Records excerpted from a collection
□ □ □ □ □ □ □

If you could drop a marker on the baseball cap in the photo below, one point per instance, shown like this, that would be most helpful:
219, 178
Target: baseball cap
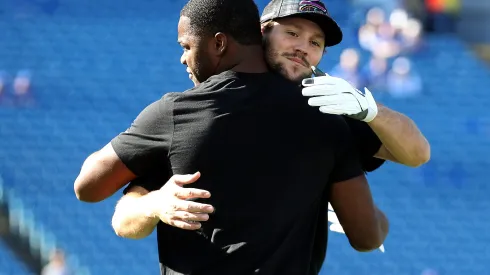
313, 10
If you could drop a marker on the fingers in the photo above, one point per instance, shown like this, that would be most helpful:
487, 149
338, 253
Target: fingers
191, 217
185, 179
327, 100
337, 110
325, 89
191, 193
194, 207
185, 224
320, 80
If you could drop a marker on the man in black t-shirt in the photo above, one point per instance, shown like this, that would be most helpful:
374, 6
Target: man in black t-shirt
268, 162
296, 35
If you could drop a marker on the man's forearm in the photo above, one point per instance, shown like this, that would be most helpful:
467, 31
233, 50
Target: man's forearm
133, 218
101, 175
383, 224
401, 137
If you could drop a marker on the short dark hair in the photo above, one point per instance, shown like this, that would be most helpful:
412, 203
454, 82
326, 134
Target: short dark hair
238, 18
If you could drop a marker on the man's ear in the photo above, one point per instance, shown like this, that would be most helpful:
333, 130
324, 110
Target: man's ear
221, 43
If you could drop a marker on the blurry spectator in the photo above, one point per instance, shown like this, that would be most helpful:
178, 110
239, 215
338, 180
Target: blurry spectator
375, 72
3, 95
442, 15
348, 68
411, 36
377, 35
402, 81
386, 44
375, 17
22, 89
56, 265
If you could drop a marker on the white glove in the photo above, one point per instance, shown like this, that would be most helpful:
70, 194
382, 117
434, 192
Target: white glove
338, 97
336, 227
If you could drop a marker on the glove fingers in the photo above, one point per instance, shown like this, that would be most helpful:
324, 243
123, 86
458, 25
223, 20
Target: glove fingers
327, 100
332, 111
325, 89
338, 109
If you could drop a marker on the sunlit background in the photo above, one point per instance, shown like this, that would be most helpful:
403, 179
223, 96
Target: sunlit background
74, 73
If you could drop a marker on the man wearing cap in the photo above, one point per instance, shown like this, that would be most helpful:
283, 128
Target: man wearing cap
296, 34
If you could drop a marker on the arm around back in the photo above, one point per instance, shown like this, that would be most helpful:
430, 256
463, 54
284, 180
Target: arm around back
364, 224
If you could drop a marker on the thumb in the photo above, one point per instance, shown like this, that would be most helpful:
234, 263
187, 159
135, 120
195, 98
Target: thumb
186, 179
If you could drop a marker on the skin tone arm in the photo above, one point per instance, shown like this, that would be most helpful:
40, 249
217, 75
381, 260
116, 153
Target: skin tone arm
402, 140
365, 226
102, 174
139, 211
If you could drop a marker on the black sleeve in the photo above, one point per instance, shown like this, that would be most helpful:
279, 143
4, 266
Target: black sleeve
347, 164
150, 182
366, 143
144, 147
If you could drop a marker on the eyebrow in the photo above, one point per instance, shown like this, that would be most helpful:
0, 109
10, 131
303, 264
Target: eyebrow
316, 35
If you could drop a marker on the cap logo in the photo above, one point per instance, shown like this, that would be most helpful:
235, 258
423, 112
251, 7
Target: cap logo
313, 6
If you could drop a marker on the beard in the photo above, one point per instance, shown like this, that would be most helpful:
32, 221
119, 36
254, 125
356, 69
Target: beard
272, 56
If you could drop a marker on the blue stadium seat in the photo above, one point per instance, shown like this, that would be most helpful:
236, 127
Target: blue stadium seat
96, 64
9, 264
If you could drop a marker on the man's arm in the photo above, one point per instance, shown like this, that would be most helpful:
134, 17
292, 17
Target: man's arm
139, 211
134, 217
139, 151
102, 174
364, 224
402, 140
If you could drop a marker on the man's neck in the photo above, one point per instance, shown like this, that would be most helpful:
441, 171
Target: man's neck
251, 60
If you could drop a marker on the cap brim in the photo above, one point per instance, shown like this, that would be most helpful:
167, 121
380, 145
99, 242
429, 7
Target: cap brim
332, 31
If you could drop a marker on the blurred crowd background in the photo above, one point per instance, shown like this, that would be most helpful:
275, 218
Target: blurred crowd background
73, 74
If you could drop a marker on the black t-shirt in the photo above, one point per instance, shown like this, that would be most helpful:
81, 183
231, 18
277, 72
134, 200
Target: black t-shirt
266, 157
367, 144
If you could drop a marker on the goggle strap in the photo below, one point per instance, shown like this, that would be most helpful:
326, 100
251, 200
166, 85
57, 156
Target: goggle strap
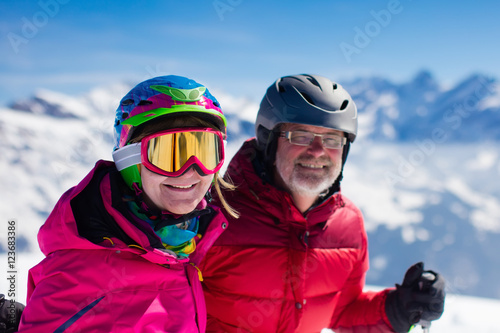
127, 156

□ □ □ □ □ □ □

Copy the preceding data in full and word for word, dropping its pictures.

If you could drop a marker on the baseball cap in the photo below, one point per instance, shown like this, that would be most helpful:
219, 178
Target: baseball cap
313, 10
If you could drop a marker on the fingers in the photo above, one point per instance, shown like this, that would be most helpful:
487, 149
338, 253
Target: fingers
191, 217
185, 179
327, 100
337, 110
325, 89
191, 193
194, 207
185, 224
320, 80
If you could drop a marker on the man in black t-shirt in the photo above, one point per instance, shown like this, that would be most helpful:
374, 6
Target: man in black t-shirt
268, 162
296, 35
If you could drop a marker on the man's forearm in the photo above, one point per instance, shown like this, that would be most helpful:
467, 31
233, 50
Target: man's forearm
133, 218
101, 175
383, 224
401, 137
If you could drop a marker on the short dark hair in the photo above, one point per instance, shown like this, that would be most helpful:
412, 203
454, 82
326, 134
Target: short dark hair
238, 18
If you could drop a marker on the man's ear in the photo above, one point per instance, shown like this, that would be most helpful:
333, 130
324, 110
Target: man's ear
221, 43
If you could drop a marker on the blurry spectator in the photo above, one point per instance, shown like this, that would be most helpful:
178, 110
239, 215
338, 180
Target: blurry spectator
375, 72
3, 95
442, 15
348, 68
411, 36
377, 35
402, 81
386, 44
375, 17
22, 89
56, 265
If you could drop a marker on the white glove in the photo above, one point per instance, shown like this, that would be most helpful:
70, 194
382, 117
434, 192
Target: white glove
338, 97
336, 227
If you could drop a marker on the glove fingers in the photo above, one point per instance, shown like this, that would be most helpful:
324, 243
123, 86
458, 25
223, 20
Target: glove fingers
327, 100
332, 111
325, 89
338, 109
If you could drop a marker on the sunlit background in the photo above, one point per instance, shown like this, that would be most helpful:
403, 179
223, 96
Target: sunlit background
74, 73
If you could drop a marker on the man wearing cap in the photo above, one point per instance, shown like this, that would be most helpful:
283, 128
Target: man wearing cap
296, 34
If you could drop a marker on the arm around back in the photo above, one point per instance, shown like this, that would be most helpful:
430, 256
463, 54
284, 180
Target: arm around back
364, 224
If you could drop a marker on the thumb in the photo above, one point per instance, shown like this, that would be most helpful:
234, 263
187, 159
135, 120
195, 98
Target: thumb
186, 179
If you could drop a marker on the skin tone arm in the photo above, one point per instance, shown like this, that would be most helpful:
40, 249
217, 75
381, 260
116, 153
Target: skin tone arm
402, 140
365, 226
102, 174
139, 211
If you could drop a marker on the black sleeve in the photo above, one point per instance, shown like this, that would be most helpful:
279, 143
4, 266
Target: black sleeve
347, 164
150, 182
366, 143
144, 147
If you could drop a marker on the eyebrow in the photo above, one point per instance, shown like this, that would be most helpful:
0, 109
10, 131
303, 264
Target: eyebrow
316, 35
If you could drop a marker on the cap logo in the photo above, one point per instance, shown like this, that would be most helpful:
235, 258
423, 112
251, 7
Target: cap logo
313, 6
If you could drop a marker on the beard in the photo above, one point per instance, shown like this, that would be most helpful:
32, 221
119, 36
254, 125
356, 69
Target: beard
272, 56
If you could drop a marker on the blue stadium seat in the photo above, one point per instance, shown like this, that would be most helpful:
236, 127
Target: blue stadium seat
96, 64
9, 264
If you could drop a marker on the man's arm in the photo above, one point per instance, shown like this, that would be most helpful:
134, 17
292, 17
Target: man's arm
139, 211
134, 217
139, 151
102, 174
364, 224
402, 140
If you could drop a marker on the man's neck in the photo above, one point per instance, shown like this, that would be most helpful:
441, 171
Target: man's neck
251, 60
If you could drop a marker on the cap brim in the photo above, one point per instance, shown like this, that would be most helpful:
167, 121
380, 145
99, 242
429, 7
Target: cap brim
332, 31
If you could drop a marker on the blurred crowd background in the photo above, one point per instance, shown like this, that would be most helpful:
275, 218
Target: blurred crowd background
73, 74
If you could drop a marker on the black t-shirt in the photo above, one point per instance, shown like this, that would be most helpful:
81, 183
231, 18
277, 72
134, 200
Target: black t-shirt
266, 157
367, 144
If you could drop a marker on the goggle strap in the photo below, one point per instance, shown like this, that would be most helpful:
326, 100
251, 200
166, 85
57, 156
Target: goggle strap
127, 156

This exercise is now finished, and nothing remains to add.